── Textabschnitt ──

Mit dem Argument, Agrartreibstoffe sollen den Verkehr klimafreundlicher machen, werden auf EU-Ebene und in besonders hohem Ausmaß in Österreich die in Verkehr gebrachten Otto- und Dieselkraftstoffe durch Agrartreibstoffe verpflichtend substituiert. In Österreich wurde der von der EU-Richtlinie geforderte Mindestanteil von 5,75 Prozent an Agrartreibstoffen bereits im Jahr 2008 statt 2010 erfüllt, also zwei Jahre früher als in der EU-Richtlinie gefordert. Im Februar 2009 wurde der Anteil des Agrardiesels in Österreich auf 7 Prozent erhöht, bis zum Jahr 2010 soll ein Substitutionsanteil von 10 Prozent, bis zum Jahr 2020 ein Substitutionsanteil von 20 Prozent erreicht werden.

───

## [Aufgabe]
In welchem Jahr erfüllte Österreich laut dem Textabschnitt über Agrartreibstoffe den von der EU-Richtlinie geforderten Mindestanteil von 5,75 Prozent? Die Datensätze stammen aus einer anderen Quelle.

── Datensätze ──

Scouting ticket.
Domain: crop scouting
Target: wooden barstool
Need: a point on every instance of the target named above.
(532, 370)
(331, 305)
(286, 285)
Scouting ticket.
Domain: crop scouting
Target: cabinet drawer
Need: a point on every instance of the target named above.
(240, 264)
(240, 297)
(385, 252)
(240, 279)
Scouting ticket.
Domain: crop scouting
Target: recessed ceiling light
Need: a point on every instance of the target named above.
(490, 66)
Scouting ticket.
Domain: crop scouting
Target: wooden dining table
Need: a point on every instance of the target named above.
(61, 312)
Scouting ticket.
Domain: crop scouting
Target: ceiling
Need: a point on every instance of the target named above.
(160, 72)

───

## [Lösung]
Im Jahr 2008.